◆ Records supplied:
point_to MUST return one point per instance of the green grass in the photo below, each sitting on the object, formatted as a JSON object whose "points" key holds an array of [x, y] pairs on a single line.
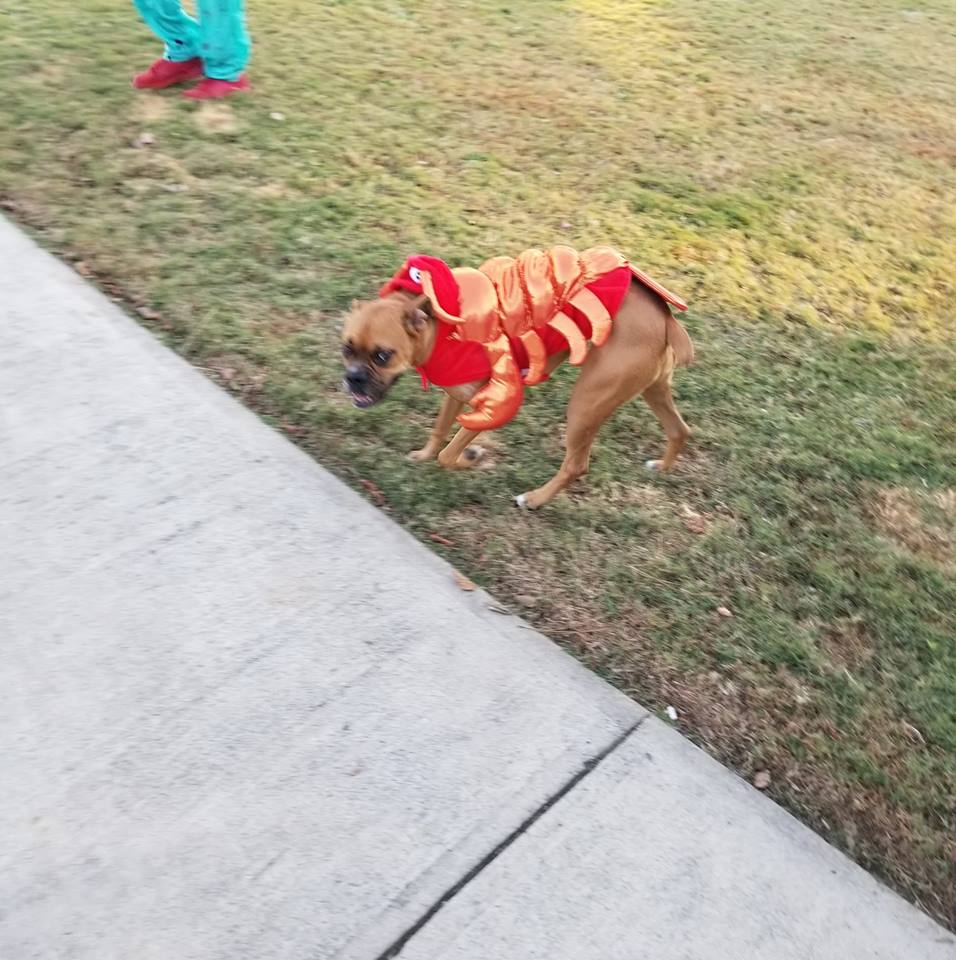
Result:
{"points": [[790, 171]]}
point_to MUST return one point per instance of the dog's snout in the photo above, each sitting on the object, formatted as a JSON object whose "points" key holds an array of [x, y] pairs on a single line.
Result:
{"points": [[356, 377]]}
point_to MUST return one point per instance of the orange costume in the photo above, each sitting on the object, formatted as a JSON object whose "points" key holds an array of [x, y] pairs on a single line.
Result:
{"points": [[513, 314]]}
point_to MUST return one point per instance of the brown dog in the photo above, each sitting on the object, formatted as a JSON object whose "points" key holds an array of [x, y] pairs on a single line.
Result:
{"points": [[385, 337]]}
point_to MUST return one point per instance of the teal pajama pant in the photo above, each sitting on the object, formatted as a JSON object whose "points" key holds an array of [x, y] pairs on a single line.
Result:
{"points": [[218, 36]]}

◆ Task to complete:
Scale the records above by writing out every line again, requests included, with each x and y point coordinate in the answers multiplied by 1.05 and rounded to a whole number (halves round up). Leave the pictures out of your answer.

◆ Result of the exercise:
point_to MUST return one point per instance of the green grass in the photo below, each sitting on the object, formatted as a JSON object whose "points" key holds an array of [x, y] pairs on a single line.
Result:
{"points": [[830, 180]]}
point_to MUST return one point per instance of the dog's snout in the photo above, each sitting on the object, formatted as a JSON object whose "points" key holds an array of [x, y] pairs on a single line.
Result:
{"points": [[374, 396]]}
point_to MUST return one point per instance of the orange costume in the photo above, each sitting on the object, formatted as a JSON object whose "points" key holds an array of [x, y] pairs on a single line.
Result:
{"points": [[539, 330]]}
point_to MUST return one point per instance of the brown dog in the photo above, each sitting on the object, formatted as a JSON object whose "points" key holds an array of [x, y] pairs on a single line.
Result:
{"points": [[404, 354]]}
point_to MUST return one point per instance of the teal pajama pant in the photo above, each sitting on the object, formatted as a JSON object whose "points" key holds an array of [x, y] pairs on a single line.
Result:
{"points": [[229, 38]]}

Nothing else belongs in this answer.